Only the lines from the line containing "the black shoe" to the end of the entries should be repeated, exactly as they appear.
— start DATA FOR PROCESSING —
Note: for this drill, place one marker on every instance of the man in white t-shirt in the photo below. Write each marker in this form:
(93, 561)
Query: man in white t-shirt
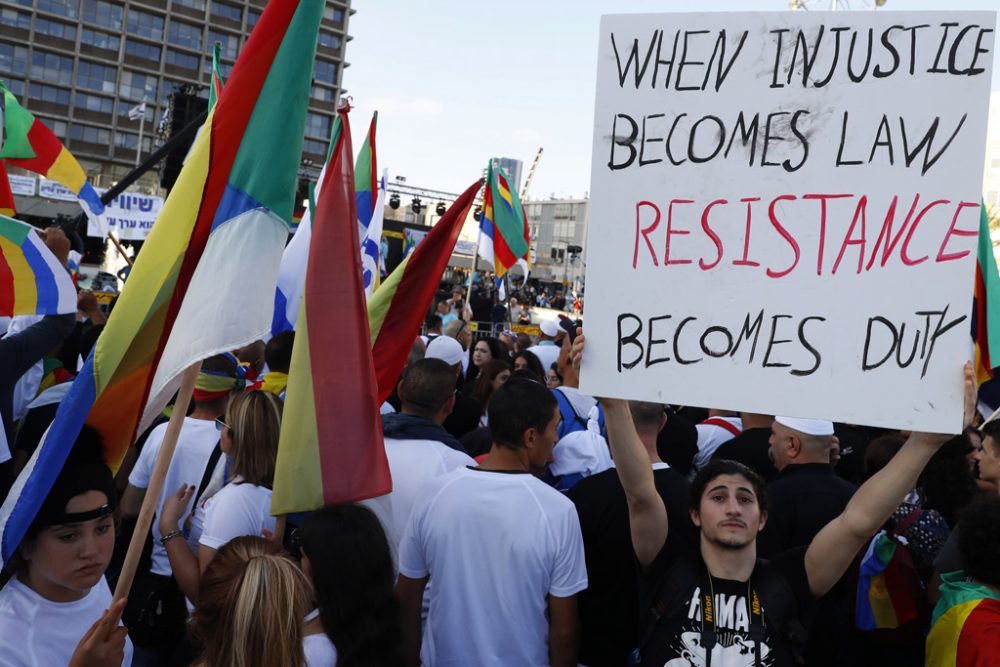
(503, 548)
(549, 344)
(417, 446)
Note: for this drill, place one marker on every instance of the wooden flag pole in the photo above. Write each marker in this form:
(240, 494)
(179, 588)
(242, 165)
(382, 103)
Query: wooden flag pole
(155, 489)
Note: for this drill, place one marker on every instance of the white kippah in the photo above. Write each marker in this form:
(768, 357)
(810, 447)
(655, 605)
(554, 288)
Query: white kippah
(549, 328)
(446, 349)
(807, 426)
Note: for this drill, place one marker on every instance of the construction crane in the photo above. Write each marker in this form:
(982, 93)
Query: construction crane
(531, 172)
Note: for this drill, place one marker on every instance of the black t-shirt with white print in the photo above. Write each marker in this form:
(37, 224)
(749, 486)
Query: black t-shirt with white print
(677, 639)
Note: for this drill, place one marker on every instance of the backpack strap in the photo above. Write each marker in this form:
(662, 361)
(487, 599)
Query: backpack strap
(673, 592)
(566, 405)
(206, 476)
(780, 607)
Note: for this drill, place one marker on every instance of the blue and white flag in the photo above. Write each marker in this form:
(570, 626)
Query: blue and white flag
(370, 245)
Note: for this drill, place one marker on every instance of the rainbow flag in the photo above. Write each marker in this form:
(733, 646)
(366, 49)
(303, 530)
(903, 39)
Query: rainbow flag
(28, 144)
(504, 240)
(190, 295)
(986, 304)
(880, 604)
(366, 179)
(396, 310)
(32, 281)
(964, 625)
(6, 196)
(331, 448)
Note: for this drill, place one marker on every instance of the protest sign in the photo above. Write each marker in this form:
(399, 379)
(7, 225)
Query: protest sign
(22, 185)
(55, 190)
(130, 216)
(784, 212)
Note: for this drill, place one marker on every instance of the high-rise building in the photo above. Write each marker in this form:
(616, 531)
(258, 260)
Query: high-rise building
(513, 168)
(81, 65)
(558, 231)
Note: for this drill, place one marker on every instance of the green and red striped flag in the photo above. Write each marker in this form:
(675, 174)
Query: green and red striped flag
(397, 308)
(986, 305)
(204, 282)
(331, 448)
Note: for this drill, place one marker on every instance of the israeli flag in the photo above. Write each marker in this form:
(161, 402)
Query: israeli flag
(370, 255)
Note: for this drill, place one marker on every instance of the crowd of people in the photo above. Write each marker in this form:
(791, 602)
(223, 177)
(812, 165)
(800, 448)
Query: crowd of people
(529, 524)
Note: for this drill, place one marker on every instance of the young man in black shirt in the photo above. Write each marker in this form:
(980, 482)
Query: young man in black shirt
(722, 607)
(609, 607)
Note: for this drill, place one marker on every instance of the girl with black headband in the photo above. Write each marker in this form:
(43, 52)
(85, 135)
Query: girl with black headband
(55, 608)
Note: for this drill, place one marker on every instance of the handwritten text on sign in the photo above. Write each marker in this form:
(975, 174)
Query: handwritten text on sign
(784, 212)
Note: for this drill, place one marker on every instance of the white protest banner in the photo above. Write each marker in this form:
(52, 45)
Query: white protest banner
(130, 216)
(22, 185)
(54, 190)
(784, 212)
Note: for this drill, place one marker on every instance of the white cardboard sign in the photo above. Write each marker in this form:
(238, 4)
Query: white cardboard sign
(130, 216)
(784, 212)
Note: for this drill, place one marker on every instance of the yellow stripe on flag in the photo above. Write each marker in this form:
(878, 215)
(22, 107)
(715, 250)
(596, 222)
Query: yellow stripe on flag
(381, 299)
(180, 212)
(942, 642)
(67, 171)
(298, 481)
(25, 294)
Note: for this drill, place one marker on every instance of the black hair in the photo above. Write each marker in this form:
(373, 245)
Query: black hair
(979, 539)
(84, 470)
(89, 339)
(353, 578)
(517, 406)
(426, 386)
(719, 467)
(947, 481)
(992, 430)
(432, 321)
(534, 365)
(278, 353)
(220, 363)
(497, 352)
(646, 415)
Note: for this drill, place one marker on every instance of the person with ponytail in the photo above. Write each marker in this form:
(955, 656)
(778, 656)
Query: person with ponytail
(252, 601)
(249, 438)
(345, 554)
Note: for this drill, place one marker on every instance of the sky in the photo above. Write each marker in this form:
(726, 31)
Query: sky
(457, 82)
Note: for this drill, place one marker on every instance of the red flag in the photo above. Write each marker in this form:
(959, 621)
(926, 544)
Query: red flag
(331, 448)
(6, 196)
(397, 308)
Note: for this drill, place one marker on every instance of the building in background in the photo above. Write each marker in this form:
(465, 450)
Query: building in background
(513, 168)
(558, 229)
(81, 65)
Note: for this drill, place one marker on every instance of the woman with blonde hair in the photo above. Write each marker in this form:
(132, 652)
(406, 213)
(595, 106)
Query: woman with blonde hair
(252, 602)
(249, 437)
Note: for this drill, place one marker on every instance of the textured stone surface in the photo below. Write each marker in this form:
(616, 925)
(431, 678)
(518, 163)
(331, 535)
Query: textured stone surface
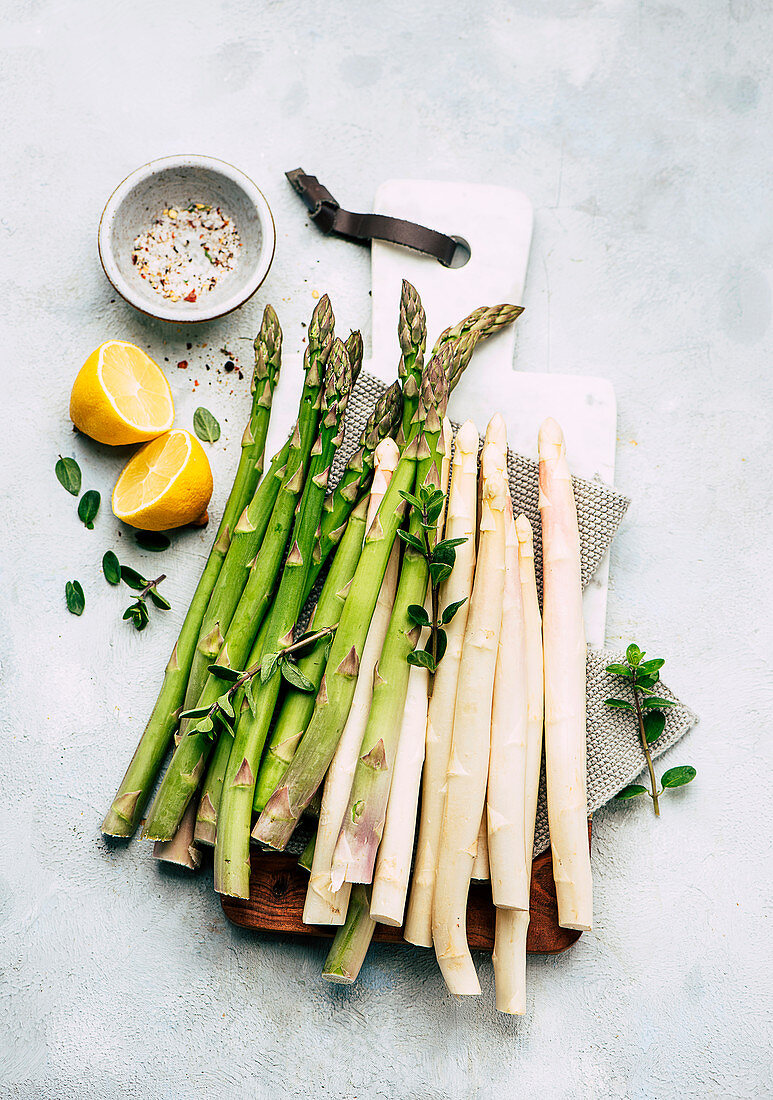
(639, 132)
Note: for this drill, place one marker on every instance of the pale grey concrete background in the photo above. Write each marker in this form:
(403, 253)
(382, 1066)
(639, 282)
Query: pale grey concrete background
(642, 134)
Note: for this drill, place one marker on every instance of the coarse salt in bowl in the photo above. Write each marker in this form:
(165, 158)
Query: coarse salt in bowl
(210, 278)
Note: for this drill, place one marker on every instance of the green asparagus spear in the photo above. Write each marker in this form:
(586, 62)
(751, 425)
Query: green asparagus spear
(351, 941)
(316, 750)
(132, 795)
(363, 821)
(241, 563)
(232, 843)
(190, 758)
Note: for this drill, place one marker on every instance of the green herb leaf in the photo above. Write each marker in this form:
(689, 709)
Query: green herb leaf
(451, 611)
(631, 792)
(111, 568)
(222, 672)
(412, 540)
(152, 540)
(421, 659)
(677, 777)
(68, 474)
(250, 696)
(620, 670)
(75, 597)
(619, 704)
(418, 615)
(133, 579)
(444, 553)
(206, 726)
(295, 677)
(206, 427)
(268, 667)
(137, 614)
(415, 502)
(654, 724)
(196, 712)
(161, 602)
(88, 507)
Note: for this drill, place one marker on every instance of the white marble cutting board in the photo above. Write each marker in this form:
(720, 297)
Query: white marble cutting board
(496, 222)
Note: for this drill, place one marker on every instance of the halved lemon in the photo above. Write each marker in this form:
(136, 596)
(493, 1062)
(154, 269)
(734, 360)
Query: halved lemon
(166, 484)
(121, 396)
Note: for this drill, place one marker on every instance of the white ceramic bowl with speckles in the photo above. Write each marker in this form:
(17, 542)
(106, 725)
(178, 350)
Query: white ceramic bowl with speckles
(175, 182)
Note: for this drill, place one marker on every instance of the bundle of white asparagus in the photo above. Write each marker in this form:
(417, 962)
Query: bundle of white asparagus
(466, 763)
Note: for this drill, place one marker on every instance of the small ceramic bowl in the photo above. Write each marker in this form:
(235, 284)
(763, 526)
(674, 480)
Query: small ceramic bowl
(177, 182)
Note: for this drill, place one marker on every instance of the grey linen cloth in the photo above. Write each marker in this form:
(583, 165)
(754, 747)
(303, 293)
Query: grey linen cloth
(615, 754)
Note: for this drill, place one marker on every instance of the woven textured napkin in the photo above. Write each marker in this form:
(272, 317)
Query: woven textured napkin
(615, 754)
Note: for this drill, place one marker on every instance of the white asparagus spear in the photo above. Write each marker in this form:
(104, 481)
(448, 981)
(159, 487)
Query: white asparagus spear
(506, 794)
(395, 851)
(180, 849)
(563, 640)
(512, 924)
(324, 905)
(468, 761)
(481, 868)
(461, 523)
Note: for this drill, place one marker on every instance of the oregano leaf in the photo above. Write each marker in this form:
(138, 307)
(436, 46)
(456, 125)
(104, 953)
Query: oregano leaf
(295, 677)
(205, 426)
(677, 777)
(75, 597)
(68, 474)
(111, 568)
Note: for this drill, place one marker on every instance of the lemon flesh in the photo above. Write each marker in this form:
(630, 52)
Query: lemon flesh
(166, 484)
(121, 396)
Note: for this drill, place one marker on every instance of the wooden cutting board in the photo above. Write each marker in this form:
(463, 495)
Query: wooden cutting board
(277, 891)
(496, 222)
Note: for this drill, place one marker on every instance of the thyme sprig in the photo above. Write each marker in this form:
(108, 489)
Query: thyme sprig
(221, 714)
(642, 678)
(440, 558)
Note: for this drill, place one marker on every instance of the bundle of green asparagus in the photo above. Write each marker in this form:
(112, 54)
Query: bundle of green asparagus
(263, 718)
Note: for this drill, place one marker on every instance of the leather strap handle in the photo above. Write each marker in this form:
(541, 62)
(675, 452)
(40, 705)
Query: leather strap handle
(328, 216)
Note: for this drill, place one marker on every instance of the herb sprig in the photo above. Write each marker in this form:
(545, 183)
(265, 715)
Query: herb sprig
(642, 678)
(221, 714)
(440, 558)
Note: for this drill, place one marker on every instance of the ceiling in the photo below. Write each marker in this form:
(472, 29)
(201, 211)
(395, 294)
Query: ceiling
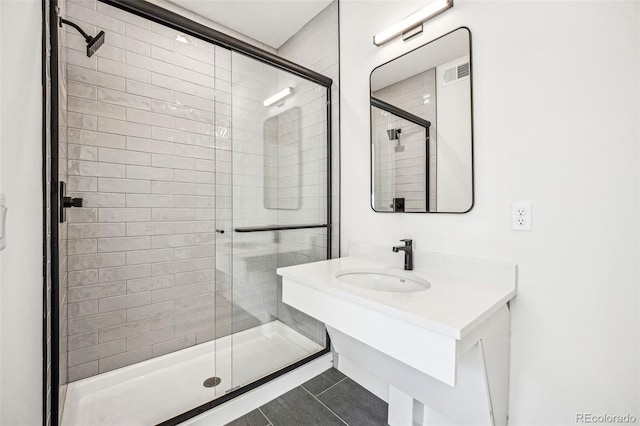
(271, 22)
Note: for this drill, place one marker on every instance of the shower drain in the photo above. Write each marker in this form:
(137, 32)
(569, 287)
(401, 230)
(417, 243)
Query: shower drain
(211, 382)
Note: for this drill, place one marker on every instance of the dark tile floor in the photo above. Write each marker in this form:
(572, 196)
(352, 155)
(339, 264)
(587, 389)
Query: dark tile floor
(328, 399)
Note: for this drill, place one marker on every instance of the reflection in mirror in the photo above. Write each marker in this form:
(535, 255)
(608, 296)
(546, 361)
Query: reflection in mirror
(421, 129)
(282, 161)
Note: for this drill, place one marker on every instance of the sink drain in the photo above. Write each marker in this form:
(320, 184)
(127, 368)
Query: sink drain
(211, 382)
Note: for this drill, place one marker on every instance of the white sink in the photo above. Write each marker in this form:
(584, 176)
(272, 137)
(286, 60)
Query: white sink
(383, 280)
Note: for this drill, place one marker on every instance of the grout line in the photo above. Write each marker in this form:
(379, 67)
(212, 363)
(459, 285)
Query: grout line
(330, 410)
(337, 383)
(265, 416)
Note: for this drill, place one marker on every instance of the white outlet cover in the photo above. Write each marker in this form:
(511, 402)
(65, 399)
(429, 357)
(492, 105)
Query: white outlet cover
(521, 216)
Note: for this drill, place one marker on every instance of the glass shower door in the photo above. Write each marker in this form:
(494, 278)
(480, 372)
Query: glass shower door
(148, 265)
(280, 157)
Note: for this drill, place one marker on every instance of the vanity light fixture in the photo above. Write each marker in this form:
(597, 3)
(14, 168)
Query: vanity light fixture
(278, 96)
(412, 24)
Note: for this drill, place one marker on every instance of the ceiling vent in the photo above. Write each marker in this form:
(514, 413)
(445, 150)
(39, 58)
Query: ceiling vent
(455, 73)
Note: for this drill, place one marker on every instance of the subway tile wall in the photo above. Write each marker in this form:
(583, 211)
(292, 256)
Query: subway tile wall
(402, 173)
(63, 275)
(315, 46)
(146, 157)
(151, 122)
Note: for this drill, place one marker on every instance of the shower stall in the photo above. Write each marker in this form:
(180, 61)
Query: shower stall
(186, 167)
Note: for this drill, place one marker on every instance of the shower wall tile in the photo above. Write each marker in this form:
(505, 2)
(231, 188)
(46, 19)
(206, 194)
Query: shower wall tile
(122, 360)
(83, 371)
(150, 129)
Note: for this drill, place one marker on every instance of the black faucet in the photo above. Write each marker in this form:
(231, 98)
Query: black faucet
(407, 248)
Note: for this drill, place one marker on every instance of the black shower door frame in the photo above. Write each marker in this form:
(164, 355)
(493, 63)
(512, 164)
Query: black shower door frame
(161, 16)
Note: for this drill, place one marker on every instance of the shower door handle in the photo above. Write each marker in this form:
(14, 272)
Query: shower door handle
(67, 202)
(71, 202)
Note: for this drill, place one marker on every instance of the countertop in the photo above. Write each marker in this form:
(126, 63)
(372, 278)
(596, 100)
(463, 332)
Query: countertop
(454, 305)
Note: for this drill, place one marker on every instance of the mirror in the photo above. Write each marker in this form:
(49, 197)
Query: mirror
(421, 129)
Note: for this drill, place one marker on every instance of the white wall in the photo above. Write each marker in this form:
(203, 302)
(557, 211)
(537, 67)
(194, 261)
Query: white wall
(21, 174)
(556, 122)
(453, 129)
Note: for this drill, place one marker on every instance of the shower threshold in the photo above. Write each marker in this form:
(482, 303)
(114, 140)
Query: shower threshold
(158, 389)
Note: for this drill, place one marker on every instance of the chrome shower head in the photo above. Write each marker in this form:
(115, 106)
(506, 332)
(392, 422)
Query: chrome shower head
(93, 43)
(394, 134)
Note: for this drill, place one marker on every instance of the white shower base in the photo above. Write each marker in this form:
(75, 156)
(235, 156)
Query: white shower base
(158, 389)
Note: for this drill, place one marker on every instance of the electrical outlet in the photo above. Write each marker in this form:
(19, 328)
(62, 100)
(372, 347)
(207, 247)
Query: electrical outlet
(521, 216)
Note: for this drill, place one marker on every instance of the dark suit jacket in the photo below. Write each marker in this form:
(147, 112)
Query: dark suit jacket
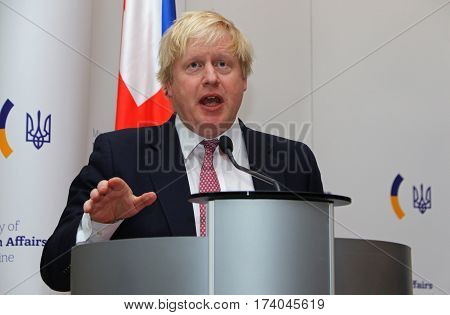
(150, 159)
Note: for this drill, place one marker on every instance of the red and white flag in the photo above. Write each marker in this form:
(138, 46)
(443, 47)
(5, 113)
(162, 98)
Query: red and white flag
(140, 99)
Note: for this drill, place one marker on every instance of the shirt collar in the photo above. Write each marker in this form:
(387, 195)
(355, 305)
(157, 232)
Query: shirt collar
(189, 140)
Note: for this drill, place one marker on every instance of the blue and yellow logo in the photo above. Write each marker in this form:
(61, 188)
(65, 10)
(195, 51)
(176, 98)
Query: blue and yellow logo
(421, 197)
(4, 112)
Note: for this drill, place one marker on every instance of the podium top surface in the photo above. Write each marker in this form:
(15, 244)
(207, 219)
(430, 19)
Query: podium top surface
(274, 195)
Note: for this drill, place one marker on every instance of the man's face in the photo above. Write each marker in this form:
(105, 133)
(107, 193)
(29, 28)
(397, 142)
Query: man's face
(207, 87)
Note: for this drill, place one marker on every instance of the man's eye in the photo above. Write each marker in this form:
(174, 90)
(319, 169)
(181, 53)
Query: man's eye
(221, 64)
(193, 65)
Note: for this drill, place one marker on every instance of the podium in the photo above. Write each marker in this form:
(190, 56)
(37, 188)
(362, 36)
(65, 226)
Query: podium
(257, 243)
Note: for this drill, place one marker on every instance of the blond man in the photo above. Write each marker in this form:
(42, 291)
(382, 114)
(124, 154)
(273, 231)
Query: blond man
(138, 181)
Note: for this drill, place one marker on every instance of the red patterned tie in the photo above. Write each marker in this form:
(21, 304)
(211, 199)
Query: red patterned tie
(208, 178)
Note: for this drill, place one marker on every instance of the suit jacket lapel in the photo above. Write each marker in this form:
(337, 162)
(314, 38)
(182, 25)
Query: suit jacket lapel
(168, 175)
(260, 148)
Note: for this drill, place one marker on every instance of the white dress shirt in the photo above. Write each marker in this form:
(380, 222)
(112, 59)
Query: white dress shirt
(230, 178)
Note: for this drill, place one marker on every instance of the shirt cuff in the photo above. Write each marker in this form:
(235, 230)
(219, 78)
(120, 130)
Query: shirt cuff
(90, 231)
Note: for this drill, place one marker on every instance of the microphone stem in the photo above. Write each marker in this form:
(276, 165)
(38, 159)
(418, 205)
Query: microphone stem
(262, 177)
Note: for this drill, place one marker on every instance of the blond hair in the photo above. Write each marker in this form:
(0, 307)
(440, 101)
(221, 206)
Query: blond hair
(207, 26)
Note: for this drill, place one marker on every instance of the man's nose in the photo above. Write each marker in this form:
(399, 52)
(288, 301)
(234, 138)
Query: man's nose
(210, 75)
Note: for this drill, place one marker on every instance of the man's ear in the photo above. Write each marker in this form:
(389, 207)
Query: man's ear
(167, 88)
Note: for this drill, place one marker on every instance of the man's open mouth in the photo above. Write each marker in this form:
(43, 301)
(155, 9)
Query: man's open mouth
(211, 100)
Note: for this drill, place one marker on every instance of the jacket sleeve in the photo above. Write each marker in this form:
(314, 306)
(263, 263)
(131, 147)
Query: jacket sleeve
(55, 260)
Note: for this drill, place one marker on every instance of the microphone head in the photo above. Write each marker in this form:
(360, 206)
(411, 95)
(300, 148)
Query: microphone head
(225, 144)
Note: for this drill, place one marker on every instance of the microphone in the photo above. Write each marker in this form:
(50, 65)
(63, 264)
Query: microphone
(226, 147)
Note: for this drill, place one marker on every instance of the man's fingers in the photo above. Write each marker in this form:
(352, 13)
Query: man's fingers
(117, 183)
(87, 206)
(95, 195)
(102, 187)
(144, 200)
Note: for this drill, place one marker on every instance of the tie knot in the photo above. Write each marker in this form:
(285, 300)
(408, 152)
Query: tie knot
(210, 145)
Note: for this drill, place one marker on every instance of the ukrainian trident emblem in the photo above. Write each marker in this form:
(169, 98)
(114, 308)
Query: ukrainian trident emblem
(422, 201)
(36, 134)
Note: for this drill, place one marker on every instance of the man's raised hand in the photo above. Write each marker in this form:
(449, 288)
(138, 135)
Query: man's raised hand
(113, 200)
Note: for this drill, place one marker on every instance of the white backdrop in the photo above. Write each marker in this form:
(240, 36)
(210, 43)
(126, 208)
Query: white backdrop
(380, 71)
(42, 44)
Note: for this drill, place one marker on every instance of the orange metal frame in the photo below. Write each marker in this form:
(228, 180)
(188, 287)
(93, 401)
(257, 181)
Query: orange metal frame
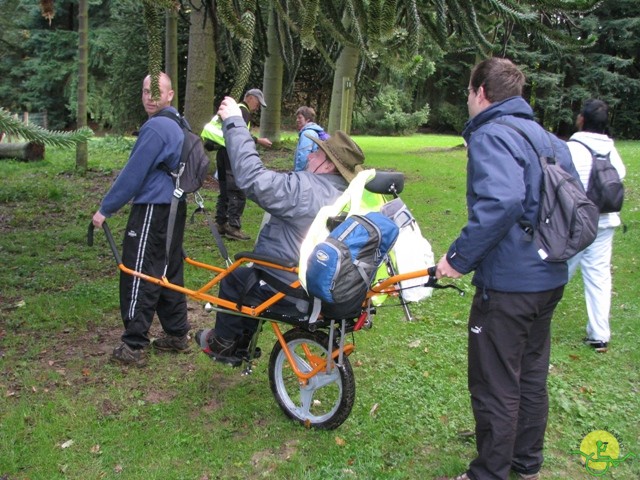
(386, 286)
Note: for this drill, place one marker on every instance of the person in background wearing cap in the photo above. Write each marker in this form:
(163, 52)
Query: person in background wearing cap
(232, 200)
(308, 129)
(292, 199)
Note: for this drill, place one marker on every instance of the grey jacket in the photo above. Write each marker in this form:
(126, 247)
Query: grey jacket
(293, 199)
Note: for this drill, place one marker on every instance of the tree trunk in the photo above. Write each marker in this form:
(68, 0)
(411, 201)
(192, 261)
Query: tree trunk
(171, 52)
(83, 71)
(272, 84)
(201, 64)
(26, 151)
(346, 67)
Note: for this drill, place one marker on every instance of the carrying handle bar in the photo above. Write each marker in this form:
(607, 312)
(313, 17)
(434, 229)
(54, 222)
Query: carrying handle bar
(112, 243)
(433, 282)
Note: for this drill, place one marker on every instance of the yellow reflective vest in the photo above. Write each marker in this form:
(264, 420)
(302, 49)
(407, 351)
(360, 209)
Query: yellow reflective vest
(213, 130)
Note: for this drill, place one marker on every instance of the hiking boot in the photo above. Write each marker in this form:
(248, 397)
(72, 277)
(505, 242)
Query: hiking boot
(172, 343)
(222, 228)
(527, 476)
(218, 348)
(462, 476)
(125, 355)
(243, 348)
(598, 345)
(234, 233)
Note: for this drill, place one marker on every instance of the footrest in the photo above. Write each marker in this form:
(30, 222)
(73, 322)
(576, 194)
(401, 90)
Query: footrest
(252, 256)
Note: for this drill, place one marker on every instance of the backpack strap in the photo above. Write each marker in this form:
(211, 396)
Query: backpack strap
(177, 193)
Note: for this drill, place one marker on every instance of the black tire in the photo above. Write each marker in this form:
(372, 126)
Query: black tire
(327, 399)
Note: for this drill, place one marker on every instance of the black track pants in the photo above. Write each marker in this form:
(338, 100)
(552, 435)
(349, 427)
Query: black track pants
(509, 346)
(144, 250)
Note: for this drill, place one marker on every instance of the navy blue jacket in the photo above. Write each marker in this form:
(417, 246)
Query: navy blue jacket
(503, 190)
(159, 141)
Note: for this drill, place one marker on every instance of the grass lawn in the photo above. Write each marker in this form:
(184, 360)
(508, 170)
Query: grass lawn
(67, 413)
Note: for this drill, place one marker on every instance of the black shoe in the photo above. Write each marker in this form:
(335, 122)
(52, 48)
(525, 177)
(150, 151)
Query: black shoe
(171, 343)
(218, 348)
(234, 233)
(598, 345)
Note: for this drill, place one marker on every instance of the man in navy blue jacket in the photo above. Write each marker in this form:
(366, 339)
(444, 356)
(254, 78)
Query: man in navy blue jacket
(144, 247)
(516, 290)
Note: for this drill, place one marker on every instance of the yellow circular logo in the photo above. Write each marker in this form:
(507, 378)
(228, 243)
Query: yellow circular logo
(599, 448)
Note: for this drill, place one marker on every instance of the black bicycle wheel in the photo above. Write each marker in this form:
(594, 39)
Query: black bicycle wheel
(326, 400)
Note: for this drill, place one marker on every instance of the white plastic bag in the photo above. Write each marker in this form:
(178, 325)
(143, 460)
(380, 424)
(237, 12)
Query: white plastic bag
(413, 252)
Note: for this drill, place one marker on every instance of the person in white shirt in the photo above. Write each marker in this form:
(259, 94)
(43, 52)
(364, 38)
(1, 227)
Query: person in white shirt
— end DATA FOR PROCESSING —
■ FULL ANSWER:
Note: for this drill, place one marker on every instance of the black shoe in the photo above. Write each marker in this form:
(335, 122)
(52, 48)
(525, 177)
(150, 151)
Query: black shoe
(171, 343)
(218, 348)
(234, 233)
(598, 345)
Note: for this drill, place one marker on every instance of the man in navy blue jacket in the photo above. Write each marker in this form:
(366, 339)
(444, 356)
(254, 78)
Query: man in navy blue jacket
(144, 247)
(516, 290)
Note: for this drill, place one marker on every instance of the yellow circular logo in the photo above. Write each marker in this form:
(507, 378)
(228, 243)
Query: yellow circular logo
(599, 448)
Note: for this drill, place one marker on every instance of the black bicycle wheel in the photo above. Write each marker in this form:
(594, 39)
Query: black bicycle wheel
(326, 400)
Note: for this drill, place one marker on every instance of the white plastic bag in the photo above. Write each marker in this form:
(178, 325)
(143, 460)
(380, 424)
(237, 12)
Query: white plastic bag
(413, 252)
Note: for this drill, place one marker on every instance of the person in white shirt in the photo above. Write each marker in this form:
(259, 94)
(43, 52)
(364, 38)
(1, 227)
Query: person in white shirt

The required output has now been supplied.